Using LEFT and RIGHT sometimes requires knowing the length of the string first. To obtain the length of “Born in 1987”, just enter =LEN(A1). The answer will be 12.

And, of course, we can combine both formulas. Say all your cells start with an unnecessary space. In that case, create another column, where the value of B1 is =RIGHT(A1,LEN(A1)-1). In other words, keep all the characters to the right of the string, minus one.

Text to Columns

After a successful scraping, you’re left with thousands of names in the form of “Müller, Rudi”. Of course, you could calculate for each name the position of the comma (using the FIND function) and then use LEFT to retrieve the last name and RIGHT to retrieve the first name. There is a faster solution though.

Select the entire column and go to Data > Text to Columns. Choose the first option (Delimited), click “Next” and indicate the character you would like to use to separate your text. By default, Excel offers tab, comma, semi-column and space but you can choose any character, including an opening or a closing parenthesis. In the “Müller, Rudi” example, we choose the comma.

> _Supplied data_:
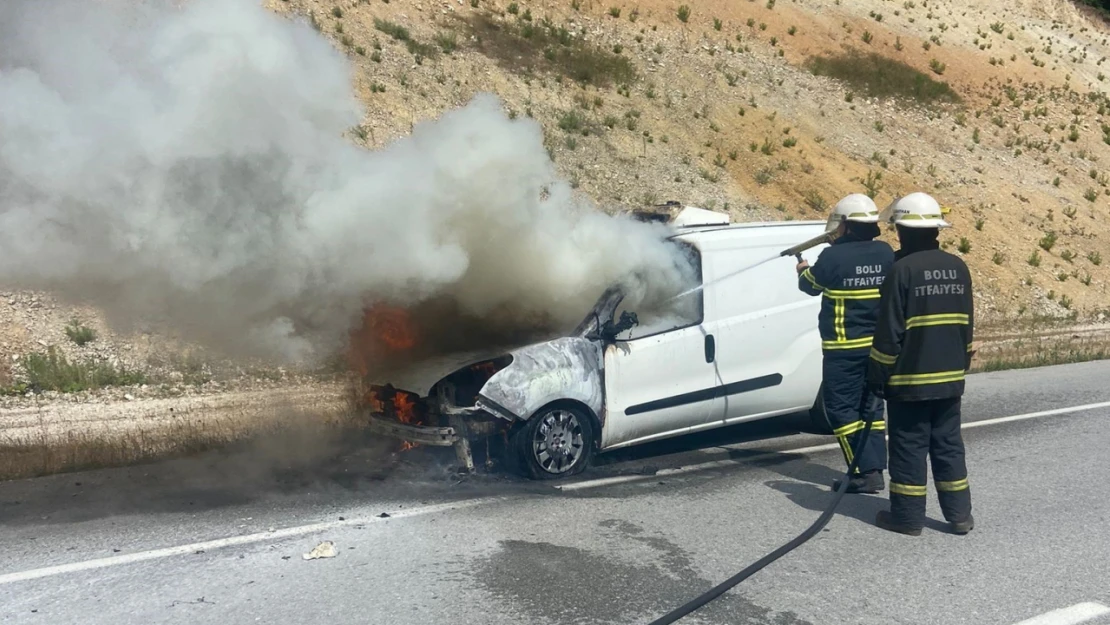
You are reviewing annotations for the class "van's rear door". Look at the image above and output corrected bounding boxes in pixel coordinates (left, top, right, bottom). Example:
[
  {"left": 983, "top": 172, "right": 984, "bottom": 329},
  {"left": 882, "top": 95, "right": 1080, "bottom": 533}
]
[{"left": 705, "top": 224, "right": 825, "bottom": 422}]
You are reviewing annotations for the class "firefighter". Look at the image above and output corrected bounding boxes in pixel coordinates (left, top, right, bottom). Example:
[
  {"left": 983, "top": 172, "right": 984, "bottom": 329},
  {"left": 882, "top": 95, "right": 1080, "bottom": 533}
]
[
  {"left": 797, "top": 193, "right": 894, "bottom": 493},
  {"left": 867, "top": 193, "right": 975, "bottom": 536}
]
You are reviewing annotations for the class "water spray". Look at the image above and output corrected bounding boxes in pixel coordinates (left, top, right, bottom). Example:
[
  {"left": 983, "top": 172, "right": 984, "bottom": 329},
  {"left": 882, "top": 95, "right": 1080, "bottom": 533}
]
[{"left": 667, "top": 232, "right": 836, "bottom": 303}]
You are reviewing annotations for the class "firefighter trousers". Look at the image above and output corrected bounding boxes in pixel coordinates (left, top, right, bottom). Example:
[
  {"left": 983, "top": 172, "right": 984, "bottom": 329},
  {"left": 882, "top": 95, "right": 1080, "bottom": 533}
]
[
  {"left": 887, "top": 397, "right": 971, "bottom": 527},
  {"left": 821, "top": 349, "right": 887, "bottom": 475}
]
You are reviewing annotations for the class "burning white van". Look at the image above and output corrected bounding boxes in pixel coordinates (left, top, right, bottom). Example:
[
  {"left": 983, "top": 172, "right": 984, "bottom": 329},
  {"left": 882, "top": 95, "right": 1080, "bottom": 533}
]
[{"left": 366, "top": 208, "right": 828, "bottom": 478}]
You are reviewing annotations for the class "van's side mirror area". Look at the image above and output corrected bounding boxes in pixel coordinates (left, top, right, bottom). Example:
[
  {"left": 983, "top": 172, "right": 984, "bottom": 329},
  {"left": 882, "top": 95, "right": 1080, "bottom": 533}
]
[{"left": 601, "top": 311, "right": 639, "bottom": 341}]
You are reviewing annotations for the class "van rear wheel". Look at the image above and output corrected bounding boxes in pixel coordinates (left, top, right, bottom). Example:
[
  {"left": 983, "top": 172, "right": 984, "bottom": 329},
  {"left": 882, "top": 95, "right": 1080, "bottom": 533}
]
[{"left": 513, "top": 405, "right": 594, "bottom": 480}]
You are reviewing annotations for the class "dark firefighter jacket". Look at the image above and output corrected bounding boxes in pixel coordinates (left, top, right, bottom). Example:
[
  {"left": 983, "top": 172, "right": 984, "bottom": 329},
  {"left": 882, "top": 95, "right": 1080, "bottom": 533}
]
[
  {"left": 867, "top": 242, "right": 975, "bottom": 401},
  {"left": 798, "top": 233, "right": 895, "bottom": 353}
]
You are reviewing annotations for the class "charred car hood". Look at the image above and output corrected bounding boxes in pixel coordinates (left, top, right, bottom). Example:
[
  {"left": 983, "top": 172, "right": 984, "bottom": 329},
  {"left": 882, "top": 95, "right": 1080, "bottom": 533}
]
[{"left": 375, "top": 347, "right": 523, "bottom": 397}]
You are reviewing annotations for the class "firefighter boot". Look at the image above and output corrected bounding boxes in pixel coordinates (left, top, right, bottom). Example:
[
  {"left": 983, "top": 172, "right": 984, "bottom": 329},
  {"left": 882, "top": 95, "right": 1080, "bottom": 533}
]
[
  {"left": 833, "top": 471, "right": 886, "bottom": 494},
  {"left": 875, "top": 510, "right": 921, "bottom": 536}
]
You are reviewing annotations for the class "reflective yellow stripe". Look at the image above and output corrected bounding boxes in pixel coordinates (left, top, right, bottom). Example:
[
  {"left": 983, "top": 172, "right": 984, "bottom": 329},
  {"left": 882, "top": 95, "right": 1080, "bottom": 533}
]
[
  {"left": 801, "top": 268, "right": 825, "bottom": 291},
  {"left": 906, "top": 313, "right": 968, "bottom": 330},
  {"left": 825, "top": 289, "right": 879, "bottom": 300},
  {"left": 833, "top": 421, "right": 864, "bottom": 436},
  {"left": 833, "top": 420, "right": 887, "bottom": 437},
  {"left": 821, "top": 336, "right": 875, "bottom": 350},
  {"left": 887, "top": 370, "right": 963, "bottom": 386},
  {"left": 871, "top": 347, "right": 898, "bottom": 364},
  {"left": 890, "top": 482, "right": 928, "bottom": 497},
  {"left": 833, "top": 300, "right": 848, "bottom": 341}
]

> _How to complete this task_: Copy out the Excel text word for word, starting with "After a successful" and going on through "choose the comma.".

> _Answer for the task_:
After a successful scraping, you’re left with thousands of names in the form of “Müller, Rudi”. Of course, you could calculate for each name the position of the comma (using the FIND function) and then use LEFT to retrieve the last name and RIGHT to retrieve the first name. There is a faster solution though.

Select the entire column and go to Data > Text to Columns. Choose the first option (Delimited), click “Next” and indicate the character you would like to use to separate your text. By default, Excel offers tab, comma, semi-column and space but you can choose any character, including an opening or a closing parenthesis. In the “Müller, Rudi” example, we choose the comma.